• **Written instruction**
Could you write out the records below exactly as they appear?
* START Records for the exercise *
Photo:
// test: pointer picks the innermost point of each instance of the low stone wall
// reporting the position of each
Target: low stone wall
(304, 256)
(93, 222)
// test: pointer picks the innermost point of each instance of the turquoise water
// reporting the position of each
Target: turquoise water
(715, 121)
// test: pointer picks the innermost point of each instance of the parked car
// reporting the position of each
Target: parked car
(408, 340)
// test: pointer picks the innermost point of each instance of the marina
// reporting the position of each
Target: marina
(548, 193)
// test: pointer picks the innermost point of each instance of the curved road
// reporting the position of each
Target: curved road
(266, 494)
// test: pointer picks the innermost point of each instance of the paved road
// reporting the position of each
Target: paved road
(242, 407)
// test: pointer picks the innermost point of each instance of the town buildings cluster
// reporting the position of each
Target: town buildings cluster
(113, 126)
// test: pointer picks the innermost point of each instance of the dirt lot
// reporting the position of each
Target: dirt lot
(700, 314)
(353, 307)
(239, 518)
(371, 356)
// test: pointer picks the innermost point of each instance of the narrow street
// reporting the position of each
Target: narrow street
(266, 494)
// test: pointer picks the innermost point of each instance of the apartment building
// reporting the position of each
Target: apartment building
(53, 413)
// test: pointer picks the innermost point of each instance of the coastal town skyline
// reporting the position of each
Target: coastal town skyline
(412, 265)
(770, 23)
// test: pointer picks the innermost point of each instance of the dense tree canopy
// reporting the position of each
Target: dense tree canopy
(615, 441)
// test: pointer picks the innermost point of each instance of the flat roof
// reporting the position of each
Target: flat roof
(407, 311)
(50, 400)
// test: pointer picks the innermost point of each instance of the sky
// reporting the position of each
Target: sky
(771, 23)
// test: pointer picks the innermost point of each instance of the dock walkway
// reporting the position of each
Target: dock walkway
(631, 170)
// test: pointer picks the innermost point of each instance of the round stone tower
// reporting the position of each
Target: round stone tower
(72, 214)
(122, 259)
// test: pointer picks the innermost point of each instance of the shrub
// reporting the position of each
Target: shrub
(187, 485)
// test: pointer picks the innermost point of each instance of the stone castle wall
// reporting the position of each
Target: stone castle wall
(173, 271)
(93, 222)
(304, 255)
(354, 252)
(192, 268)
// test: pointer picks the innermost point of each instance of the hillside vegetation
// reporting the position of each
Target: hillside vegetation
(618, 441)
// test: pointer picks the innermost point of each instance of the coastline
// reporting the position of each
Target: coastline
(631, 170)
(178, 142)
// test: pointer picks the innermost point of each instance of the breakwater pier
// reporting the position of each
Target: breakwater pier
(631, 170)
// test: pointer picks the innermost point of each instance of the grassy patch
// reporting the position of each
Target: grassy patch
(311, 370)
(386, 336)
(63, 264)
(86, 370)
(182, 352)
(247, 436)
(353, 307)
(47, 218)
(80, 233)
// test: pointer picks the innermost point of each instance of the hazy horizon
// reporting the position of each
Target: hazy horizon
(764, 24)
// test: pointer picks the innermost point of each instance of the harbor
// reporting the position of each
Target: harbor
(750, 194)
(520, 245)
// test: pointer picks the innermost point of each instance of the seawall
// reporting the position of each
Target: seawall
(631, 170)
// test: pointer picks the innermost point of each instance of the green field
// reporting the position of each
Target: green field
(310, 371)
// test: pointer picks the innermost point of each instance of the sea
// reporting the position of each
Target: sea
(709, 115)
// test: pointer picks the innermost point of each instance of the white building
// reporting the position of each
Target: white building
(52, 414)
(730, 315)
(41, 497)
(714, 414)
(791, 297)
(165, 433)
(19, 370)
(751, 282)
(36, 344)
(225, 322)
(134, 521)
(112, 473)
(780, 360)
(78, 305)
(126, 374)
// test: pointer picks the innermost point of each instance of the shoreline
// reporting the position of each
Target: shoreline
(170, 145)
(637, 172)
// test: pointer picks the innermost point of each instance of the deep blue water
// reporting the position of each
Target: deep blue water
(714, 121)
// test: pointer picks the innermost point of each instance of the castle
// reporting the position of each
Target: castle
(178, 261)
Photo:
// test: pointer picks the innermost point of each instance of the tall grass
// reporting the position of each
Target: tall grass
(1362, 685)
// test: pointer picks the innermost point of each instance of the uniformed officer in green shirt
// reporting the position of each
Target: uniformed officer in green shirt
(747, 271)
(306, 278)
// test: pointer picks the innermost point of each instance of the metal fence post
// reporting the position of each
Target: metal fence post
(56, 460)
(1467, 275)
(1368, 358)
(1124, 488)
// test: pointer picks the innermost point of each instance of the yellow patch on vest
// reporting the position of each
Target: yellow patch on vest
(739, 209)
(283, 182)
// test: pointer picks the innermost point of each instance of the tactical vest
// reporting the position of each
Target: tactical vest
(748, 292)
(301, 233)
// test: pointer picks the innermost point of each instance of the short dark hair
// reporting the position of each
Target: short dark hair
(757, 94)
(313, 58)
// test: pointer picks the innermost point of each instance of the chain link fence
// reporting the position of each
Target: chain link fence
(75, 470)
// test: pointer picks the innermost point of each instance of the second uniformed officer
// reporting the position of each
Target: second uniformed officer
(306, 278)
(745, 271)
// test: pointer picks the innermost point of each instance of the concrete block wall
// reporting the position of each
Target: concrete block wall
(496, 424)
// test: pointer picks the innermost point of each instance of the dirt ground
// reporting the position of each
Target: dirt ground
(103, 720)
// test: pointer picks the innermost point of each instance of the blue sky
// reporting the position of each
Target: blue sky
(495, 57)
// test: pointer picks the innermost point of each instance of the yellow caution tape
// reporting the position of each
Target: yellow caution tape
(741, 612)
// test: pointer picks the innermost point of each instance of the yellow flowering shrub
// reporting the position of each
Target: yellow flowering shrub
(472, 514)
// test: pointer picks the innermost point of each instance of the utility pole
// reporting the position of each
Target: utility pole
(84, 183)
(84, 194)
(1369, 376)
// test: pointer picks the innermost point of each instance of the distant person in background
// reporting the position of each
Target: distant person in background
* END Records for the exercise *
• **Full solution**
Photo:
// test: pointer picks the innermost point of each instance of the low stone wall
// reporting the position of each
Target: low stone wall
(304, 256)
(93, 222)
// test: pointer picks the innermost point of each instance of the turquoise water
// reporting the position of each
Target: turquoise water
(715, 121)
// test: pointer picks the innermost point of each instance of the parked car
// reporting the position of each
Target: parked car
(408, 340)
// test: pointer picks the innermost point of each instance of the marina
// reporting the position of each
Target: marina
(548, 193)
// test: pointer picks the innermost point of each instance of the curved road
// reporting the position of each
Target: curved road
(266, 494)
// test: pointer picks the innermost point of each instance of the paved road
// reporting the position of each
Target: paved road
(242, 407)
// test: pointer picks the innermost point of each instance of the town buildings cluster
// reporting the position of each
Target: town buildings cluster
(113, 126)
// test: pointer picks the innermost point of each instance of the dirt lot
// reporting the position of each
Target: dirt lot
(700, 314)
(353, 307)
(239, 518)
(371, 356)
// test: pointer picks the innermost point of each instance of the narrow street
// reporting the position of each
Target: narrow street
(266, 494)
// test: pointer picks the innermost point of each instance of the apartment building
// reporting the position of each
Target: apartment building
(53, 413)
// test: pointer picks the innermost point of each instance of the coastal town skyline
// reporting the position of each
Target: coastal town skyline
(412, 265)
(770, 23)
// test: pointer picks the innermost point of each instance of the dense tree canopy
// reporting the position of each
Target: dense tree canopy
(615, 441)
// test: pointer picks the innermost point of each instance of the flat roof
// reporting the position of each
Target: flat roof
(407, 311)
(50, 400)
// test: pointer picks the innermost point of each instance of the sky
// reporting the position of each
Target: sky
(771, 23)
// test: pointer picks the innermost point of each instance of the dock walkway
// reporting the position of each
Target: dock walkway
(631, 170)
// test: pointer picks the innermost point of each instance of the round stone tower
// reporting the position of each
Target: round stone tower
(72, 214)
(122, 259)
// test: pointer picks the innermost point of each instance of the shrub
// reporting the position of each
Target: shrub
(187, 485)
// test: pointer picks the innermost point of each instance of the stone castle wall
// reporting the position of each
Target: stone castle wall
(173, 271)
(93, 222)
(304, 255)
(354, 252)
(192, 268)
// test: pointer picks the innermost point of each instance of the hillside vegetation
// reporting the position of each
Target: hillside vegetation
(618, 441)
// test: pointer picks the innermost point of each instance of the coastline
// reporting the position of each
Target: coastline
(631, 170)
(178, 142)
// test: pointer picks the innermost point of each instance of the breakwater pier
// reporting the position of each
Target: breakwater pier
(631, 170)
// test: pointer picks the innermost point of each instance of the grassy patch
// reporting the position of each
Target: grassy patch
(311, 370)
(386, 336)
(63, 264)
(86, 370)
(182, 352)
(247, 436)
(353, 307)
(47, 218)
(80, 233)
// test: pointer picks the innermost point of each instance of the hazy horizon
// reporting the position of each
Target: hazy horizon
(764, 24)
// test: pointer picks the innermost point of each instance of the harbor
// reporting the position of each
Target: harbor
(750, 194)
(520, 245)
// test: pointer picks the innermost point of each instance of the seawall
// reporting the position of each
Target: seawall
(631, 170)
// test: pointer picks the innermost point of each instance of the green field
// reporting the position of each
Target: green field
(310, 371)
// test: pointer picks the innermost point of each instance of the sea
// reporting the position of each
Target: sea
(709, 115)
// test: pointer picks the innermost point of each instance of the white building
// reporting the position of each
Target: white building
(52, 414)
(730, 315)
(41, 497)
(714, 414)
(791, 297)
(165, 433)
(19, 370)
(751, 282)
(36, 344)
(225, 322)
(134, 521)
(112, 473)
(780, 360)
(78, 305)
(126, 374)
// test: pointer picks the innermost point of each instance of the shoreline
// reporting the position of each
Target: shoreline
(170, 145)
(637, 172)
// test: pointer picks the innermost point of each instance of the deep blue water
// reporting the position of each
Target: deep blue water
(714, 121)
// test: pointer picks the innermost point of each instance of the castle
// reporting the position of each
Target: castle
(178, 261)
Photo:
// test: pointer picks the innermost point of each instance of the tall grass
// reporting the position of each
Target: tall grass
(1362, 685)
// test: pointer picks the innermost point of each instance of the uniformed officer in green shirt
// reporting the position of each
Target: uniformed officer in green shirt
(747, 271)
(306, 278)
// test: pointer picks the innermost point of each instance of the metal fence post
// reporting the position of each
Target: metal fence post
(56, 460)
(1467, 275)
(1368, 358)
(1124, 488)
// test: pointer picks the innermost point of each instance of the yellow patch on vest
// reporting the position of each
Target: yellow patch on vest
(739, 209)
(283, 182)
// test: pointer picks the innermost point of each instance of the tactical vest
// reporting the position of each
Target: tactical vest
(748, 292)
(301, 233)
// test: pointer picks the innermost point of each instance of the short dark hair
// reporting the position of each
Target: short dark hair
(757, 94)
(313, 58)
// test: pointer picks the innermost point of each instance of the chain link fence
// reporting the position of each
Target: chain link fence
(75, 470)
// test: pointer picks the innermost point of each instance of the second uniformed officer
// reporting the position of each
Target: second uniformed officer
(306, 278)
(745, 271)
// test: pointer picks the innermost point of each instance of the concrete block wall
// reporting the position of each
Target: concrete block wall
(496, 424)
// test: pointer picks the innermost point of each instance of the dirt ground
// reporting the position of each
Target: dirt ground
(103, 720)
// test: pointer picks the innermost point of each instance of the blue sky
// reporting the position of each
Target: blue sky
(495, 57)
// test: pointer picks the innermost point of each instance of the yellow caution tape
// reporting the position of each
Target: yellow caution tape
(741, 612)
// test: pointer picks the innermost point of each instance of the yellow flowering shrub
// reporting the position of each
Target: yellow flowering shrub
(472, 514)
// test: pointer picks the innermost point of each instance of the utility pole
// reporting the position of each
Target: utility pole
(84, 183)
(84, 194)
(1369, 376)
// test: pointer picks the innermost point of each instance of the distant person in background
// reporting the position of each
Target: distant person in background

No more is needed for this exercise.